INPUT DATA:
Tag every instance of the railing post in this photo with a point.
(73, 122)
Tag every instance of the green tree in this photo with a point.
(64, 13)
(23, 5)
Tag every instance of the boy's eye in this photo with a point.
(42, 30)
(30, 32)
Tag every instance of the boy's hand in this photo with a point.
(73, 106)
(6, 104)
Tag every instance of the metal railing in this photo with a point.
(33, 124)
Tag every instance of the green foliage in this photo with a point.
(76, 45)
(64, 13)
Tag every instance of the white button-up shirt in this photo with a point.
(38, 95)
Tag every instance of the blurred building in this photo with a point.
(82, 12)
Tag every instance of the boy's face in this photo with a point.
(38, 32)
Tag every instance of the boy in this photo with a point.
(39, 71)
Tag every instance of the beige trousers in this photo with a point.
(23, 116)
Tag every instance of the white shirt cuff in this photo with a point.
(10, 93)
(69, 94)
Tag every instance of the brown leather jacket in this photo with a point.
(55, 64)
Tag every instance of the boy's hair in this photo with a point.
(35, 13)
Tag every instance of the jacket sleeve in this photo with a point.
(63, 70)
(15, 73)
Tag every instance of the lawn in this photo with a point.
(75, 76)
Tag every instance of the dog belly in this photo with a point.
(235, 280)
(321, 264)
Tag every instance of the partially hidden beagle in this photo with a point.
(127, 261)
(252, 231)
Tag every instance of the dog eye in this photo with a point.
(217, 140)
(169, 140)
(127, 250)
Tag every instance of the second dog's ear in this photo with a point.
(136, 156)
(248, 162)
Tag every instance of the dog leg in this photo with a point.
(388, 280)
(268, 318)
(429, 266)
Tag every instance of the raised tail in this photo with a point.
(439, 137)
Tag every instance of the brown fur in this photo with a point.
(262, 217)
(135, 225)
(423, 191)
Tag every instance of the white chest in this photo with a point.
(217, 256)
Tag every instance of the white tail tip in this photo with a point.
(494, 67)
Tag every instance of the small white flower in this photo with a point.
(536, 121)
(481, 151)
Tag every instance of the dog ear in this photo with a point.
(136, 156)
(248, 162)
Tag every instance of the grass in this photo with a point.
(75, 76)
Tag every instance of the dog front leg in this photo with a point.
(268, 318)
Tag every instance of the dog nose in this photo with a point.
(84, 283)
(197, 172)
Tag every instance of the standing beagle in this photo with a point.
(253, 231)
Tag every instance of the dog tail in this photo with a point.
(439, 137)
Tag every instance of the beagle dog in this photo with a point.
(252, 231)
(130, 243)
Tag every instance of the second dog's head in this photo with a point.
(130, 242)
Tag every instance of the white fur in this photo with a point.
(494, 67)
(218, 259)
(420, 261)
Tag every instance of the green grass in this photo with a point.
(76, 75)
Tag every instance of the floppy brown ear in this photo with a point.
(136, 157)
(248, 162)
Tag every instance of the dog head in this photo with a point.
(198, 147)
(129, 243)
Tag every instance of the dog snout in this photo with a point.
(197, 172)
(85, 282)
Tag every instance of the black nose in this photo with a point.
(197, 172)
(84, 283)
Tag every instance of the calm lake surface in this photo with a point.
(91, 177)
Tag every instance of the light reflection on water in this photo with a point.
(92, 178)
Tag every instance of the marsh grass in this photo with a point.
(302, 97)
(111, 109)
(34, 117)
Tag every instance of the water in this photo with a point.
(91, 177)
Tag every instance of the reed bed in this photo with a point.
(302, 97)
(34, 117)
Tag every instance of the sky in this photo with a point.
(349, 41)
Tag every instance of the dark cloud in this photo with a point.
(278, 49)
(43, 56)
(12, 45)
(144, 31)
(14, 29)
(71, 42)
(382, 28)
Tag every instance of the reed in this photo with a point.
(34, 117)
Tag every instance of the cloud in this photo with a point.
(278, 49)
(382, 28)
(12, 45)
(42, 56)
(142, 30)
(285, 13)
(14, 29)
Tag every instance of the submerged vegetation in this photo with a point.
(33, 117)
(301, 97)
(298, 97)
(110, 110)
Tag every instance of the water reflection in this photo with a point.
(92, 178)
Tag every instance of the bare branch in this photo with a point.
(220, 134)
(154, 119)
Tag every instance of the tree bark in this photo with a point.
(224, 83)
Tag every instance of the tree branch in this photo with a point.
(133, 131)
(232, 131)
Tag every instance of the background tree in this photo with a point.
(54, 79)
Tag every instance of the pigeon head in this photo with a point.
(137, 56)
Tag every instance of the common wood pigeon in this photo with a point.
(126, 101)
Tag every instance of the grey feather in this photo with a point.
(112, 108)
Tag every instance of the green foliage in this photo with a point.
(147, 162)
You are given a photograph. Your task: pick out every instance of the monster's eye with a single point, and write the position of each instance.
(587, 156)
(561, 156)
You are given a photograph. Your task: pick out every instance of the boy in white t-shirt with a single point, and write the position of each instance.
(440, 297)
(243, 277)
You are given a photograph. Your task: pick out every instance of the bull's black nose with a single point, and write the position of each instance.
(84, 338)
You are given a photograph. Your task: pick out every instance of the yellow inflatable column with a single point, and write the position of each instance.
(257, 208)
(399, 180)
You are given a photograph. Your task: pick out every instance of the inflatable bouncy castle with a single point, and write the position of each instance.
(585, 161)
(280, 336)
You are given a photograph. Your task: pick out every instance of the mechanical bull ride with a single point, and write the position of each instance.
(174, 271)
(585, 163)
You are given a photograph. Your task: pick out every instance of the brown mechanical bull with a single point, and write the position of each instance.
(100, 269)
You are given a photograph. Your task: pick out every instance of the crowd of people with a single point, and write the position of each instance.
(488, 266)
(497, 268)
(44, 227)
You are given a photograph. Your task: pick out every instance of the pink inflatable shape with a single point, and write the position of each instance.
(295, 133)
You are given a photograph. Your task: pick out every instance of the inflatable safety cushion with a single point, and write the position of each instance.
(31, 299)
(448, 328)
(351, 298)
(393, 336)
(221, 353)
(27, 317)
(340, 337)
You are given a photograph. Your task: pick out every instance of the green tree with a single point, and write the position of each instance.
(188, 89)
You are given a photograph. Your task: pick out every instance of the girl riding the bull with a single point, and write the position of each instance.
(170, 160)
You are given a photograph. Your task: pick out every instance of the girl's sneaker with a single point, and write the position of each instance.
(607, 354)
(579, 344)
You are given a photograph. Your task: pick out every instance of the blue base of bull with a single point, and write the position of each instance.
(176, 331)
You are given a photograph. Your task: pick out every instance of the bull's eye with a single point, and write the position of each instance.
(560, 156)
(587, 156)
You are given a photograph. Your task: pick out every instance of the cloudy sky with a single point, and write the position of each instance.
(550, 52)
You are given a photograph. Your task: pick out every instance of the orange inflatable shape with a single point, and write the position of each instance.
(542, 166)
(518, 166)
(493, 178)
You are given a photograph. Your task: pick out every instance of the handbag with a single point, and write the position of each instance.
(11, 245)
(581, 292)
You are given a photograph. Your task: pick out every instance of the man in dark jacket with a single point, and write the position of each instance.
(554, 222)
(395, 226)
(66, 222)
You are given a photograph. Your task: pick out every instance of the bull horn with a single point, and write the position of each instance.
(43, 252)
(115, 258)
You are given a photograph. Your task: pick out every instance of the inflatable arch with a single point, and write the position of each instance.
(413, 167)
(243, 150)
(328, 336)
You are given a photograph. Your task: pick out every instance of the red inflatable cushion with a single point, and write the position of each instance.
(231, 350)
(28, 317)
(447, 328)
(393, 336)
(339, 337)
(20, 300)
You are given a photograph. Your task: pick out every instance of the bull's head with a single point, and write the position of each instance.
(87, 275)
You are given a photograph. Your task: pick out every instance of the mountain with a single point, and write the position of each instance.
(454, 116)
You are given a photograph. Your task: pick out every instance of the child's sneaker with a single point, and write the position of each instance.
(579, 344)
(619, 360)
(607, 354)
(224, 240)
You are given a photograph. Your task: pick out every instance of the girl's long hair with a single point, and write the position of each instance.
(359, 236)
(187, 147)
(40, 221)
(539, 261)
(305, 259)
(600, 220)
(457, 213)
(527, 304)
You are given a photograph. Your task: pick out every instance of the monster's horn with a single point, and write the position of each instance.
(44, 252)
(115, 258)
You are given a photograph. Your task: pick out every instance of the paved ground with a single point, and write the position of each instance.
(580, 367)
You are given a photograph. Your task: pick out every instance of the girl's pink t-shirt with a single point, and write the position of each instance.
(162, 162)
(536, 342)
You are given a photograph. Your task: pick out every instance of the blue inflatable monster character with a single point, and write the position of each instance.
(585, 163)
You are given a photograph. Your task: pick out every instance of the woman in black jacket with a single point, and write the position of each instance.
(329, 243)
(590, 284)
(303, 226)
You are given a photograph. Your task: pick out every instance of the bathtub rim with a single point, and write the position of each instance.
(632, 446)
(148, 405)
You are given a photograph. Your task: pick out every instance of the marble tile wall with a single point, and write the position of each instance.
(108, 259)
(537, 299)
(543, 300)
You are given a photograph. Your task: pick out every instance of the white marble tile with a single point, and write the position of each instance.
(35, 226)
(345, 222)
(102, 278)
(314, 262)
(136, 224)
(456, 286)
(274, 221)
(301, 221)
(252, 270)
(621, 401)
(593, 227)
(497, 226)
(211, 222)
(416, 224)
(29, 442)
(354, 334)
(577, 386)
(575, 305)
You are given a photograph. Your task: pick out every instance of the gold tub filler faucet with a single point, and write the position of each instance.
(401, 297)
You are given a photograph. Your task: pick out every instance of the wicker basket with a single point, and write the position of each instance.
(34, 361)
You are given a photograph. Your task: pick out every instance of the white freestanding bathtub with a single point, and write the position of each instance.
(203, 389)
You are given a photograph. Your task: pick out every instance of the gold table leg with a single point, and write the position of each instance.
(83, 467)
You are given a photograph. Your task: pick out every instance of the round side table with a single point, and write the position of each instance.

WHAT TO WORK ON: Write out exactly the lines of the entries above that run from the line containing "the gold tub" through the last line, including both.

COMPLETED EXERCISE:
You are given a photograph. Your task: pick out every instance of the gold tub filler faucet with a single point, and write the position of each instance.
(401, 297)
You are given a photograph. Your task: pick out every instance of the wicker basket with a single point, and write the position of each instance.
(34, 361)
You are given a photograph. Your task: pick out every instance of the white freestanding bathtub with a single point, and write the position of each instance.
(203, 389)
You are given a photograph. Your task: pick out every instance of the gold table leg with a single point, and write the position of each instance.
(83, 467)
You are given a photograph. Your task: pick out every instance of the round side table with a single point, and write the position of each instance.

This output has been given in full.